Given text.
------------------------------
The Credit Agreement
is hereby amended, upon the occurrence of the Effective Date (as defined in Section 2 below), as follows:
| (a) | Section 1.01 is amended as follows: |
(i) The
definition of “Australian Receivables” is amended by deleting “$7,500,000” and replacing it with “$10,000,000”.
(ii) Clause
(a) of the definition of “Borrowing Base” is amended and restated in its entirety as follows:
“(a) equals
the sum of:
(i) if
and to the extent requested by the Company, 85% of Eligible Net Liquidating Value of Brokerage Accounts; plus
(ii) 90%
of the aggregate amount of Tier I Eligible Receivable; plus
(iii) 80%
of the aggregate amount of Tier II Eligible Receivables; plus
(iv) 70%
of the aggregate amount of Australian Receivables; plus
(v) 80%
of the aggregate amount of Eligible Inventory Ordered Under L/C; plus
(vi) 80%
of the aggregate amount of Eligible Inventory; plus
(vii) 65%
of the aggregate amount of Eligible Unsold Inventory; plus
(viii) 100%
of the aggregate amount of Pledged Cash; plus
(ix) 80%
of Eligible Mexican Receivables; plus
(x) 90%
of Eligible UK Subsidiary Receivables; plus
(xi) 80%
of the aggregate amount of Eligible UK Subsidiary Inventory; and”
------------------------------
Point-based annotation data
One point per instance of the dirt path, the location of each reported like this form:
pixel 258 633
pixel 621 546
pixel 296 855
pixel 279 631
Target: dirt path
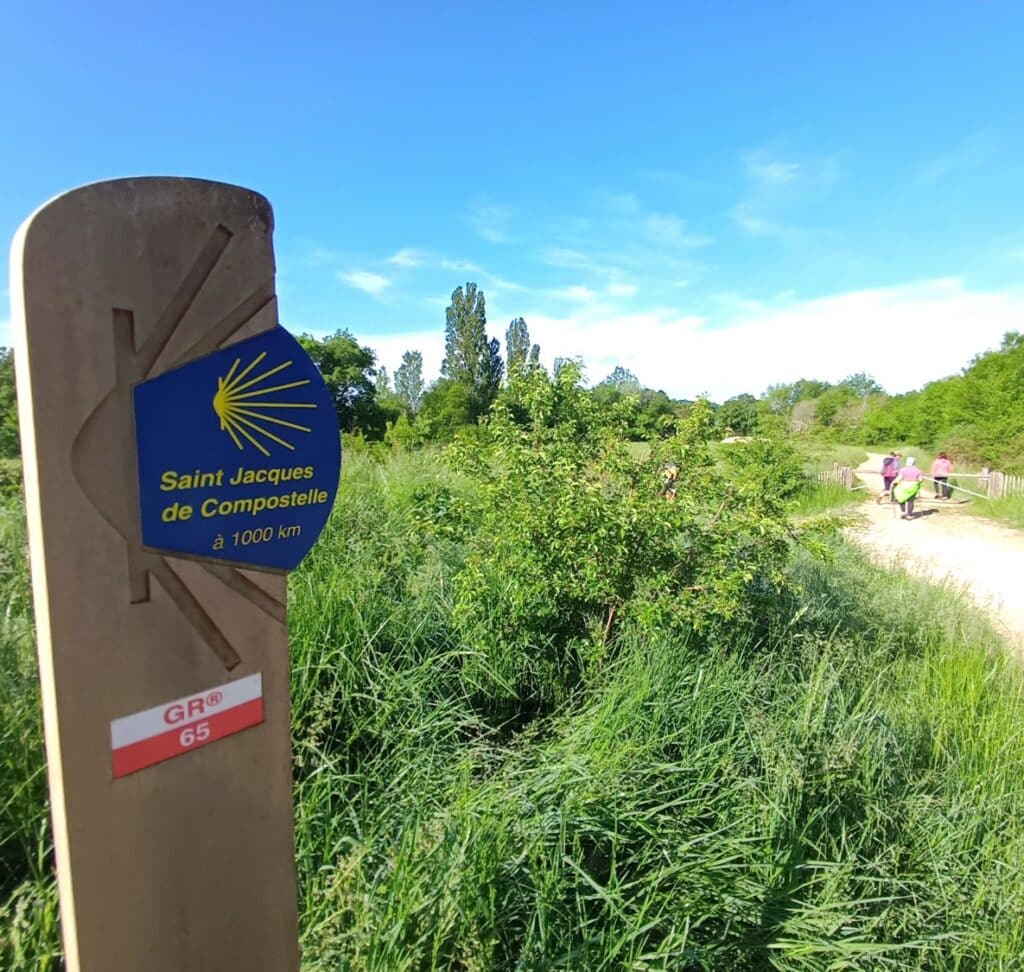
pixel 945 541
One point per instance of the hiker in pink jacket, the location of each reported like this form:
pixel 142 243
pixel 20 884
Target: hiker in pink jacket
pixel 907 485
pixel 890 467
pixel 941 469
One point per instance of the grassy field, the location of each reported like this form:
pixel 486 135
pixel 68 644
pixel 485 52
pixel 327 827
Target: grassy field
pixel 837 783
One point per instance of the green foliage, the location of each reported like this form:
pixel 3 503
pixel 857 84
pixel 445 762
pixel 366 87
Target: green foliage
pixel 576 538
pixel 448 407
pixel 471 360
pixel 409 381
pixel 647 414
pixel 517 347
pixel 838 784
pixel 976 416
pixel 348 372
pixel 737 416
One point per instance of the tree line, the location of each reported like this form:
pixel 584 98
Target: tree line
pixel 976 416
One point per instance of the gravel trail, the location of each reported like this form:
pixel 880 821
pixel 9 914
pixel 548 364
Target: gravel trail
pixel 945 541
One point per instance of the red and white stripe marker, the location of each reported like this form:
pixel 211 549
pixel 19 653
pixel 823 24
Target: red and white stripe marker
pixel 185 724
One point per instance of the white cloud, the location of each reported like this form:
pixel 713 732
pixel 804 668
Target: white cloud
pixel 763 167
pixel 670 231
pixel 365 281
pixel 407 257
pixel 904 336
pixel 461 266
pixel 972 153
pixel 774 185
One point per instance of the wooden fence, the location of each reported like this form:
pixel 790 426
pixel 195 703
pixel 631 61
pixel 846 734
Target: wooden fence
pixel 838 475
pixel 992 484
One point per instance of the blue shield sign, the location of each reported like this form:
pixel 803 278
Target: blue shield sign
pixel 239 455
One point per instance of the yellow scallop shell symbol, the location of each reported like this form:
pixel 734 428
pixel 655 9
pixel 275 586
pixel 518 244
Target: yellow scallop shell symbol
pixel 244 411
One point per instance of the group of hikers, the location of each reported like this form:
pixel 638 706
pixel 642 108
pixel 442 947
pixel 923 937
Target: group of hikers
pixel 902 481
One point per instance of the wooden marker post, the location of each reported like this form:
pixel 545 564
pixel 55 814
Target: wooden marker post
pixel 180 454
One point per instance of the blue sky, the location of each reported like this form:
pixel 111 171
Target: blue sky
pixel 716 196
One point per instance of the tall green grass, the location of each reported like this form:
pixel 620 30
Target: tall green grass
pixel 840 788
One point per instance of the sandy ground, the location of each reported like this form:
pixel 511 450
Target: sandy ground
pixel 944 541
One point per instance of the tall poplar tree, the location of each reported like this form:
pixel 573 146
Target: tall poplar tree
pixel 470 358
pixel 409 380
pixel 516 346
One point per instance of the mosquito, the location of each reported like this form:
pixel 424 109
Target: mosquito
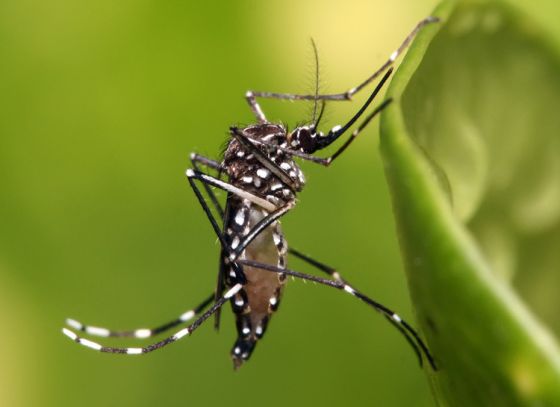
pixel 261 179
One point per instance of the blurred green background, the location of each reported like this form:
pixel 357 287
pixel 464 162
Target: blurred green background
pixel 100 105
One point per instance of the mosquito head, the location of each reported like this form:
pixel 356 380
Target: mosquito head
pixel 305 139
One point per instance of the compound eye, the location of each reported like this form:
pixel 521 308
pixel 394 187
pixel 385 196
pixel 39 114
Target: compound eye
pixel 306 141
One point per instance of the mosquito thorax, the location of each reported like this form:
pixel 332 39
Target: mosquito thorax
pixel 247 171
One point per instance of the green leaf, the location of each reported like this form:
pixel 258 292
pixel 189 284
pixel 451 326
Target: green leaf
pixel 471 149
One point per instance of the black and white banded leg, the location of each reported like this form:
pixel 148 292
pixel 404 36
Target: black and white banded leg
pixel 197 159
pixel 404 327
pixel 252 96
pixel 331 271
pixel 140 333
pixel 158 345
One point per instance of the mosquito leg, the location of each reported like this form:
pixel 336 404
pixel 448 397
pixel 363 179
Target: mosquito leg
pixel 158 345
pixel 334 274
pixel 337 131
pixel 331 271
pixel 251 96
pixel 411 335
pixel 140 333
pixel 259 227
pixel 255 107
pixel 198 159
pixel 327 161
pixel 263 203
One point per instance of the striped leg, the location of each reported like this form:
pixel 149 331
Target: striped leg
pixel 158 345
pixel 140 333
pixel 251 96
pixel 336 275
pixel 404 328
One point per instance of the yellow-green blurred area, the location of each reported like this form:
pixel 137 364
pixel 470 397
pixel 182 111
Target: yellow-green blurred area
pixel 100 105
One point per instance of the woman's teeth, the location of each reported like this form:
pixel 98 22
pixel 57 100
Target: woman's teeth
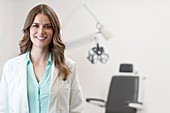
pixel 41 38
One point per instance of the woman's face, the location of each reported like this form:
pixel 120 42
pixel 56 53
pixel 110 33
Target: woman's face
pixel 41 32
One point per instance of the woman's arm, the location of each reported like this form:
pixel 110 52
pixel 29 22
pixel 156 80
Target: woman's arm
pixel 4 92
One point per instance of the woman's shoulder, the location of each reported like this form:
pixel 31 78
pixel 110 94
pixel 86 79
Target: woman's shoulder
pixel 70 63
pixel 16 59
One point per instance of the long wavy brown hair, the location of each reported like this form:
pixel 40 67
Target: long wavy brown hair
pixel 56 46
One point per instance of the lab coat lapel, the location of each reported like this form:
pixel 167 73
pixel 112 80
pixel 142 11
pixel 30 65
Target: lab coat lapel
pixel 54 75
pixel 23 73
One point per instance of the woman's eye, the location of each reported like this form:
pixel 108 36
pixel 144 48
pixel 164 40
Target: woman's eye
pixel 47 26
pixel 36 26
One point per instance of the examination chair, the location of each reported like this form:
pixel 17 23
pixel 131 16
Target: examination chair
pixel 123 96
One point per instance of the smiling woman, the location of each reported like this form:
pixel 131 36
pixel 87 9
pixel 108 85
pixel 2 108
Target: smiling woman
pixel 41 79
pixel 41 32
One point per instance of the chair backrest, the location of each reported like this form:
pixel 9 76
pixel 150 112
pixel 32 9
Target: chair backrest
pixel 123 89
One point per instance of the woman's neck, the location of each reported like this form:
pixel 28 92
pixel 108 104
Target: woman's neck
pixel 39 56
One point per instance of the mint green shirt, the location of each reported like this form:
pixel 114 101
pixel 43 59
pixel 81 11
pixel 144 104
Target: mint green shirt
pixel 38 93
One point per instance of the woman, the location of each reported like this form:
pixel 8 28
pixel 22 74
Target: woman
pixel 41 79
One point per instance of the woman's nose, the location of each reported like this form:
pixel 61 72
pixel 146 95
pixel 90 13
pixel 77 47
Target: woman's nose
pixel 41 30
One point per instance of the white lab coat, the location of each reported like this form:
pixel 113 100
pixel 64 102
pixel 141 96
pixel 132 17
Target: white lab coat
pixel 65 96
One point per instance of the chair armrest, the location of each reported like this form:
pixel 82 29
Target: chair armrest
pixel 100 102
pixel 137 105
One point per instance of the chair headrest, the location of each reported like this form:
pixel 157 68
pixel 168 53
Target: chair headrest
pixel 126 68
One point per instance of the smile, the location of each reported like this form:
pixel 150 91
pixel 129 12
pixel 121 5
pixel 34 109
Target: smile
pixel 41 37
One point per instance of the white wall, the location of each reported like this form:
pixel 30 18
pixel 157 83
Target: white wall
pixel 141 36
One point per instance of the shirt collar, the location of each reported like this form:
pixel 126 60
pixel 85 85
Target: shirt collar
pixel 29 60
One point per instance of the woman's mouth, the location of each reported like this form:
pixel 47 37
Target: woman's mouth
pixel 41 37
------------------------------
Problems.
[A] According to the credit agreement amendment, under what condition is the Eligible Net Liquidating Value of Brokerage Accounts counted in clause (a) of the Borrowing Base, and at what rate?
[B] In the credit agreement amendment, what figure replaces "$7,500,000" in the definition of "Australian Receivables"?

Per-task outputs.
[A] It is counted only if and to the extent the Company requests it. When included, it contributes 85% of the Eligible Net Liquidating Value of Brokerage Accounts.

[B] $10,000,000